A aura para George Didi-Huberman refere-se a “uma trama singular de espaço e de tempo (...) um espaçamento tramado” [6] comparável com um sutil tecido, acrescenta o autor, “como um acontecimento único, estranho, que nos cercaria, nos pegaria, nos prenderia em sua rede (...) E acabaria por dar origem (...) a algo como uma metamorfose visual específica que emerge desse tecido mesmo, desse casulo”.[7] O ritual das mãos de Do Céu em encobrir a figura, como parte do processo criativo, poderia ser assossiado a uma forma da artista imprimir suas colagens da aura de que nos falam, na história da arte, Walter Benjamin e Didi-Huberman. Esse ritual se relaciona ao temporal-espacial, com o ato, com a repetição, da qual vai emergindo a “metamorfose visual”, que neste caso constitui o objeto, o objeto aurático.
Por sua vez, Didi-Huberman acrescenta que o objeto aurático está relacionado a uma sequência de imagens que se desencadeia como consequência da mémoire involuntaire[8] quando a obra nos olha e nós a olhamos. Assim, não poderíamos ser omissos sem poetizar diante de uma colagem de Maria Do Céu. É inevitável criar uma rede em torno destes objetos[9] e se perder, parafraseando Didi-Huberman, no “bosque de símbolos” que eles estimulam. Como não relacionar essas colagens com o mundo árabe, com a “estética mestiça[10]” do mudéjar.

● **Dados fornecidos**
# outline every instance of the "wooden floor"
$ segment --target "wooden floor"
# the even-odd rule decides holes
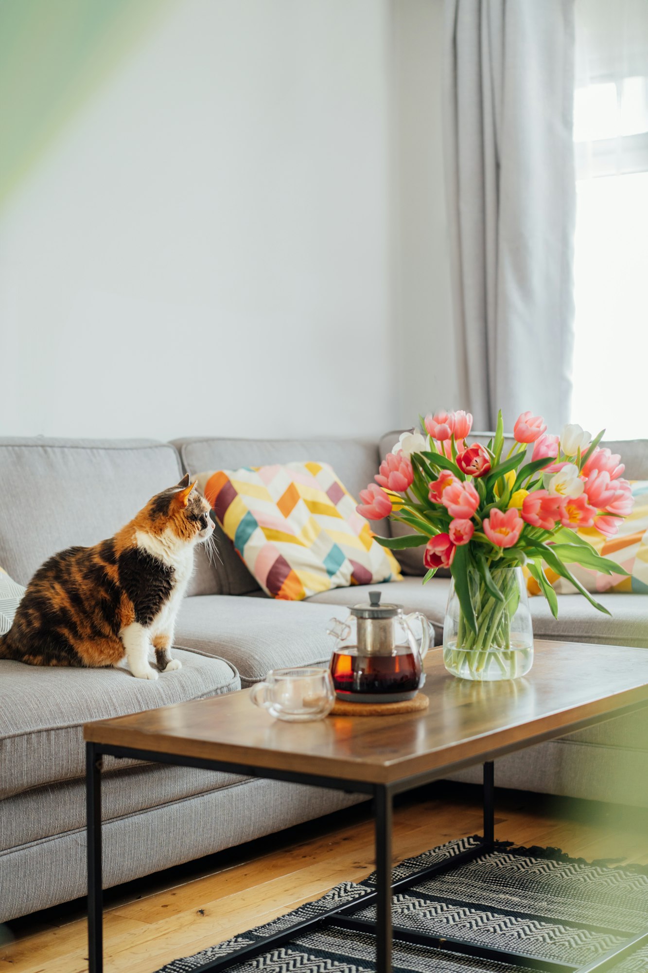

● **Tarefa**
Escreva a continuação do trecho sobre a aura nas colagens de Maria Do Céu, começando logo após a última frase apresentada.

● **Resposta**
A materialidade aurática das colagens de Do Céu se destaca como nevoeiros podendo ser associada ao embrulho da figura, assim como, por outro lado, o “entremundos” em sua obra é também uma mistura de procedimentos e suportes. Suas gravuras em metal utilizam como base de impressão, às vezes, páginas de livros antigos ou outros materiais impressos ultrapassando os suportes convencionais e se entregando ao percurso por outros mundos da técnica.
Para finalizar, desde esta visão panorâmica do “bosque de símbolos” que Maria Do Céu Diel nos eferece nesta exposição, encontramos uma paisagística de uma artista que percorre o desenho, a gravura e a colagem com base na memória, nos esboços de seus papeis de viajante, nas suas junções, nas misturas técnicas e nas lembranças dos cheiros, dos gostos e das histórias de por onde estivera.

Referências Bibliográficas

CABRERA GÓMEZ, Jorge Rafael. O ritual como paradigma no processo e na criação plástica [manuscrito]: um estudo comparativo entre a produção artística de Armando Reverón (Venezuela, 1889-1954) e Arthur Bispo do Rosário (Brasil, 1909-1989). 2011, Dissertação de mestrado, Universidade Federal de Minas Gerais. 220p
ALMEIDA, Milton José. O Teatro da Memória de Giulio Camillo. Campinas: Editora da Unicamp, 2005. 324p.
ALMEIDA, Milton José. Préface In: DO CEU Diel, Maria. Tarots. Mise en livre par Ana Utsch. Paris, 2008.
GEORGE, Didi-Huberman. A dupla distância. In: DIDI-HUBERMAN, George. O que vemos o que nos olha, 1998.
DO CEU Diel, Maria. Tarots. Mise en livre par Ana Utsch. Paris, 2008.
OLIVEIRA, Maria do Céu Diel. Escritos. Campinas: Império do Livro, 2011.
LEVI-STRAUSS, Claude. História de Lince. São Paulo: Companhia das Letras, 1996.
LÉVI-STRAUSS, Claude. Olhar, escutar, ver. Tradução Beatriz Perrone-Moisés. São Paulo: Companhia das Letras, 1997.

(Todas as Fotografias de Irwin Oliveira)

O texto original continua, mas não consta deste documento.